Set of tasks:
A) Which enneagram types does the text about To the Lighthouse mention? List each one with the person it is tied to.
B) Carry on the text about To the Lighthouse from where it stops.

*** Opening Source passage ***

When I was sixteen, those lines cracked the world of human interaction wide open for me. It’s all there: all of the expansive feeling that undergirds our simple, spontaneous utterances. And at the same time, how a wish expressed might bounce utterly off of the veneer of someone else’s self-absorption. Each character in To the Lighthouse is a self-contained floating iceberg of sorts. And aren’t we all?


Another passage that has haunted me, indelible all these years: 


“The stocking was too short by half an inch at least, making allowance for the fact that Sorley’s little boy would be less well grown than James. ‘It’s too short,’ she said, ‘ever so much too short.’ Never did anybody look so sad. Bitter and black, half-way down, in the darkness, in the shaft which ran from the sunlight to the depths, perhaps a tear formed; a tear fell; the waters swayed this way and that, received it, and were at rest. Never did anybody look so sad.”


It’s just a stocking. It’s also just an entire life. It’s too short. Never did anybody look so sad. I feel that paragraph in my soul to a degree I don’t know if I have encountered in fiction before or since.


Is it weird that that line encapsulates probably half of my worldview and 90% of my existential angst?


As a teenaged reader I was equally drawn to both Lily and Mrs. Ramsey’s characters -- probably because we spend the most time in their two consciousnesses. But they are still so compelling to me, and in that spectacular way, how, returning to a book you once loved, you find that it has grown with you over the years. 


In Lily, we have the artist, striving to create; to bring her vision out into the world (is she an enneagram 5w4 like me? Her inner workings still feel so familiar.)  In Mrs. Ramsey, we have a model of domesticity -- an enneagram 2 through and through. Arguably, their relationship is a central pillar to the story. I am not entirely sure what to make of it. As characters, there is enmity, striving, mutual puzzlement, and mutual admiration between them. There are ways in which they see through each other, but also ways in which they baffle each other. (How true, even beyond the confines of this story!) What happens if you think of them as larger symbols, though? The artist/career/single woman vs. the wife/mother/homemaker. 


Then, there is another relationship in the book that I saw with entirely new eyes this time: Mr. and Mrs. Ramsey. Elements of their marriage feel so familiar to me now. Is it because Virginia Woolf channeled something universal with them? Is it because we, wittingly or no, turn into the books we love? (Is Mr. Ramsey a sx4w3, by the way? What do you think?)

*** Closing Source passage ***
*** Opening Data excerpts ***

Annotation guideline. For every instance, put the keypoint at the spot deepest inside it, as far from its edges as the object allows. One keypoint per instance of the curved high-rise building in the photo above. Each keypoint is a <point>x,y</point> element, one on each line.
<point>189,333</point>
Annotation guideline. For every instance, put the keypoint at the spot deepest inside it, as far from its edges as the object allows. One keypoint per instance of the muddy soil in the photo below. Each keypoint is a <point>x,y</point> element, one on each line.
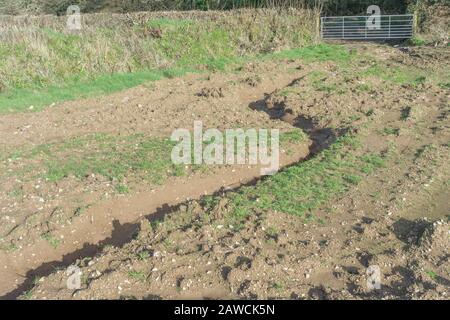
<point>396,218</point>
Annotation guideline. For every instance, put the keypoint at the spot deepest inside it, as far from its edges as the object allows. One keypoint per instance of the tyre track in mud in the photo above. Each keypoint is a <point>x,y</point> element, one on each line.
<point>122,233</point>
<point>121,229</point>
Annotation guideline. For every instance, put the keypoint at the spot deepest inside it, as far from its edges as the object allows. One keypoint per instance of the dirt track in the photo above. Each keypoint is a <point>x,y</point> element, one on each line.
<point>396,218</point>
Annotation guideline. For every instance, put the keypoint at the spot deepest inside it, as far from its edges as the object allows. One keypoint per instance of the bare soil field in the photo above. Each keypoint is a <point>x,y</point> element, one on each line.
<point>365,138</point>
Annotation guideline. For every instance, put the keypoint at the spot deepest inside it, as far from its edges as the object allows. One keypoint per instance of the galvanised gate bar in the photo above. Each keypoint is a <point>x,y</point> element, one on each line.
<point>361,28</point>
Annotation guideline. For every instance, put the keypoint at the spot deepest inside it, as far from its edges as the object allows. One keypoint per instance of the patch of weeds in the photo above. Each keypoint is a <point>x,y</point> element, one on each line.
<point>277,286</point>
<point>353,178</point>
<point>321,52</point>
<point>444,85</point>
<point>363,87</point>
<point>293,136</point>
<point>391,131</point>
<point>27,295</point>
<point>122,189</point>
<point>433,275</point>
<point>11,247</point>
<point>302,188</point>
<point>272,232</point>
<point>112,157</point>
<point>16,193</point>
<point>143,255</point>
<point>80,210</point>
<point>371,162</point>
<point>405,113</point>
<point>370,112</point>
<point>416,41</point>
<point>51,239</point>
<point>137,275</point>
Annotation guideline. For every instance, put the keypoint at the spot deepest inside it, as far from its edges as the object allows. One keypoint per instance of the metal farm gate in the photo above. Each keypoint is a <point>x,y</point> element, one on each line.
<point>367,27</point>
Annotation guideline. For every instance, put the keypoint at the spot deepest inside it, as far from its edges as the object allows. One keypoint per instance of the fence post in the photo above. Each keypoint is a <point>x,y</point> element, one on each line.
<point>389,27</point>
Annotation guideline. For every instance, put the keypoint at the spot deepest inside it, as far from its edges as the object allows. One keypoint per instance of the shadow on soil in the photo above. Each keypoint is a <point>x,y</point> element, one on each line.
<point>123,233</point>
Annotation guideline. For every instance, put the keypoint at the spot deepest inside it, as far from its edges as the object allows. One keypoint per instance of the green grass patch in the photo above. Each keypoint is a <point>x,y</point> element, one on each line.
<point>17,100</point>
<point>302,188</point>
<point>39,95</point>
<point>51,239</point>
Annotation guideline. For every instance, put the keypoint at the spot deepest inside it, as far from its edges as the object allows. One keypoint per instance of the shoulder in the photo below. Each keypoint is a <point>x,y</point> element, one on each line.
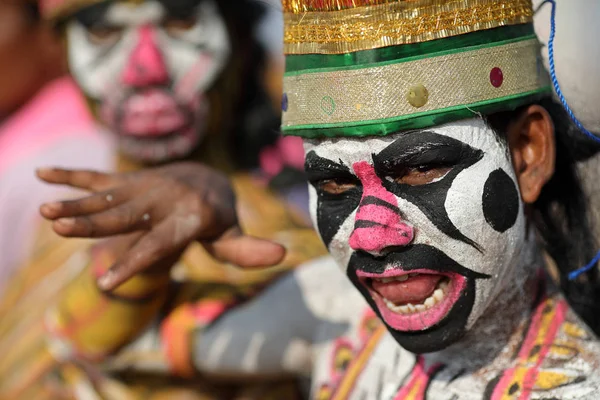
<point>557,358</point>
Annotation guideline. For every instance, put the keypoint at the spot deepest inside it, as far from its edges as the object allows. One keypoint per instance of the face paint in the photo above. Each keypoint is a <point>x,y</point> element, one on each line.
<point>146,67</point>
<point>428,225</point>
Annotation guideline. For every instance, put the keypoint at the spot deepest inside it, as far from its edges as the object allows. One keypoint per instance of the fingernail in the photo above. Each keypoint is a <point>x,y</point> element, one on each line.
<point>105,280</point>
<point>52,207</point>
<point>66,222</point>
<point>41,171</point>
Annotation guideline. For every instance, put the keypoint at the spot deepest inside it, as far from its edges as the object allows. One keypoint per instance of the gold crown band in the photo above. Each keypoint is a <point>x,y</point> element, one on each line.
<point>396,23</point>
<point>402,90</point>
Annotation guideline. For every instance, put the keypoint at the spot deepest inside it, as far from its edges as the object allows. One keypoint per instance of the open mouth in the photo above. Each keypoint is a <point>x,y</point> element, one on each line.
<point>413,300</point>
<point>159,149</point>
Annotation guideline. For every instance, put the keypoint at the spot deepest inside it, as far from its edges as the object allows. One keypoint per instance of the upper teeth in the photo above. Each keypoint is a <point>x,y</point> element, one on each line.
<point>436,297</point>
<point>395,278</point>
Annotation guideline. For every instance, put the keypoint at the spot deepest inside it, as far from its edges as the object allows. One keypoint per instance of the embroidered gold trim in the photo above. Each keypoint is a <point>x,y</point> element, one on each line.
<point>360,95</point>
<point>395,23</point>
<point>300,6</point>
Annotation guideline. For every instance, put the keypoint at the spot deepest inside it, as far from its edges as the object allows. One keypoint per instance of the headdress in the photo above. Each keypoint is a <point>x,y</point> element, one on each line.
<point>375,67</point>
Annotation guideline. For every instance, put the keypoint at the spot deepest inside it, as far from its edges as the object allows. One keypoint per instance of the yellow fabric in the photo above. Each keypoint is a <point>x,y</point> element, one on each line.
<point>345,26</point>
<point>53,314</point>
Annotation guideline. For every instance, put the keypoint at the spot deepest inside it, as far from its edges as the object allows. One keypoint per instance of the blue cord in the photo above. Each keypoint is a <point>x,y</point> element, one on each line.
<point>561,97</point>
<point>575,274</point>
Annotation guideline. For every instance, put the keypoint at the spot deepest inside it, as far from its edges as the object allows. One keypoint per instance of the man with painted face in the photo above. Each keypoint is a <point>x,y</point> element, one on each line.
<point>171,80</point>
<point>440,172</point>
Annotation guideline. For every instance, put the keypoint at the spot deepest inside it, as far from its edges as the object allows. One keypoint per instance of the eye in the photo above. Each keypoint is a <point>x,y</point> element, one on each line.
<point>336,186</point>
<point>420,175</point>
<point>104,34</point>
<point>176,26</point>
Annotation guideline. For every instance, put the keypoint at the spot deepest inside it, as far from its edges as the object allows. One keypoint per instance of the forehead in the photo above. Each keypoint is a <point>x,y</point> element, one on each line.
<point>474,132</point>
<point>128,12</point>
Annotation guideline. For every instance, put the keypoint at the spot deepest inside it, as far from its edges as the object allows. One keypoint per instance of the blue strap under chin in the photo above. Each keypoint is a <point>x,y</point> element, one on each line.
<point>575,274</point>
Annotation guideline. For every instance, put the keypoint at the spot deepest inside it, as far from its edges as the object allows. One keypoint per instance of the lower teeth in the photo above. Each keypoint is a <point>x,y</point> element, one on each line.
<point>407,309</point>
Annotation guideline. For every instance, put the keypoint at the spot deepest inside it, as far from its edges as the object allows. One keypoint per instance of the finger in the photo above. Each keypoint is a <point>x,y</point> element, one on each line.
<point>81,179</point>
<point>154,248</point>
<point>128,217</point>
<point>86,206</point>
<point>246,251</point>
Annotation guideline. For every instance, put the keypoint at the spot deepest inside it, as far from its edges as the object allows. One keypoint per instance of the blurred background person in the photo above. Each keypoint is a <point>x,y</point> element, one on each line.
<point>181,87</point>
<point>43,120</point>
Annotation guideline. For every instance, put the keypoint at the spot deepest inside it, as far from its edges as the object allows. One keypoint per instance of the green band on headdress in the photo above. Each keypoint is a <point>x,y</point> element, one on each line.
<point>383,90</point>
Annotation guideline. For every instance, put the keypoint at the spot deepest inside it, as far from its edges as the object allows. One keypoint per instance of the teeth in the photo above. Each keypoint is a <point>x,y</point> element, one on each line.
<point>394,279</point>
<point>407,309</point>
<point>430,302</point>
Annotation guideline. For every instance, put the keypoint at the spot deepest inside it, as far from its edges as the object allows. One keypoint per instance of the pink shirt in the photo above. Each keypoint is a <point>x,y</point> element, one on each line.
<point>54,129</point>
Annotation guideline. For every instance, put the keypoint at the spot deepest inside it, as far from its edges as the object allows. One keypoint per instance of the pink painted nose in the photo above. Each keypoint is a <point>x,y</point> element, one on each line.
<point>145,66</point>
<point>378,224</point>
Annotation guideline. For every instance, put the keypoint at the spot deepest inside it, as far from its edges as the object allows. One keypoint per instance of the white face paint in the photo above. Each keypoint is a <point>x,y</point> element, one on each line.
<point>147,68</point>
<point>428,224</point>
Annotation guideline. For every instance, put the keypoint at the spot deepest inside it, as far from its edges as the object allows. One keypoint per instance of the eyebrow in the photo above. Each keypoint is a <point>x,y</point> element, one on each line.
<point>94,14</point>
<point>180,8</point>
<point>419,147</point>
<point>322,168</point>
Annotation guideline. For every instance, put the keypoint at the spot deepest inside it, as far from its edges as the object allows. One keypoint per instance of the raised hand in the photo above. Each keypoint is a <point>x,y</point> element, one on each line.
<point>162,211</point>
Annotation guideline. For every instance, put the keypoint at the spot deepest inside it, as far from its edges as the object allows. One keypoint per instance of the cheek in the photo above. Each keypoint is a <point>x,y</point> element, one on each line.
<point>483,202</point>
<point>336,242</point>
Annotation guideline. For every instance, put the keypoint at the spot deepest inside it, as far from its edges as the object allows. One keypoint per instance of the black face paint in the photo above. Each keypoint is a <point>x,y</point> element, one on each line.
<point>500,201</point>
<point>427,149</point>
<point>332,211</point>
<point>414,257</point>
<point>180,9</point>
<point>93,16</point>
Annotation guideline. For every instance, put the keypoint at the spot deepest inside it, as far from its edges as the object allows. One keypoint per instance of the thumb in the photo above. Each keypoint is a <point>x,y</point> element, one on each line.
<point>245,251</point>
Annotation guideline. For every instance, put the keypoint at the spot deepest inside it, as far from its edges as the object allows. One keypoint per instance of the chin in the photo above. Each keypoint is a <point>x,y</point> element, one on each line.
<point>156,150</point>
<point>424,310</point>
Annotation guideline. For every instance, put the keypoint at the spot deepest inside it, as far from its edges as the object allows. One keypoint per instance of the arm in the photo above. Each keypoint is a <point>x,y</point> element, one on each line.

*** Closing Data excerpts ***

Responses for each task:
A)
- 5w4: the writer's own type, which the writer wonders whether Lily shares
- 2: Mrs. Ramsey
- sx4w3: raised as a question about Mr. Ramsey

B)
I feel I am reaching the end of my train of thought here. (But will I reach z? -- sorry, ha, couldn’t resist.)


A final word on how shimmering and evocative this book is. The last fifteen years, it has lived in my memory as a book made of dappled light -- sunlight flickering through leaves, through water to cast a diamond pattern of shadow on a streambed. Re-reading it now, I see those images are actually explicitly mentioned -- in how the light comes through the windows of the house, in Cam’s hand drifting in the water as they sail to the lighthouse. I don’t know if I had consciously observed that at the time of my initial reading, but it was so vivid that it has colored my remembrances ever since.


I don’t have anything clever to observe about the quality of light in this book -- but gosh, it’s just beautiful. And how can words on a page do that? A hundred years ago, Virginia Woolf saw that light, and she has moved it from her mind to mine with skill that surpasses brain surgery.


Magic. Seriously.


Okay, I lied. Just a few more things to mention. Carmichael -- I think he is the one character whose head the omniscient narrator never enters? What does that mean? Also, WWI takes place peripherally during the “Time Passes” section. As a teenaged reader, I was completely unphased by that. Now? Gosh. My heart and brain could explode. 


Someday, I will re-read To the Lighthouse again. I wonder who I will be at that next reading? And what new shades of meaning will this book take on for me by then?


Comments

Jacinta said…
You have such a way with words-it is truly awe-inspiring. How well you are able to think and work through books and words and life in such a deep, intellectual way is something I can only aspire to. I always feel like I learn something through you.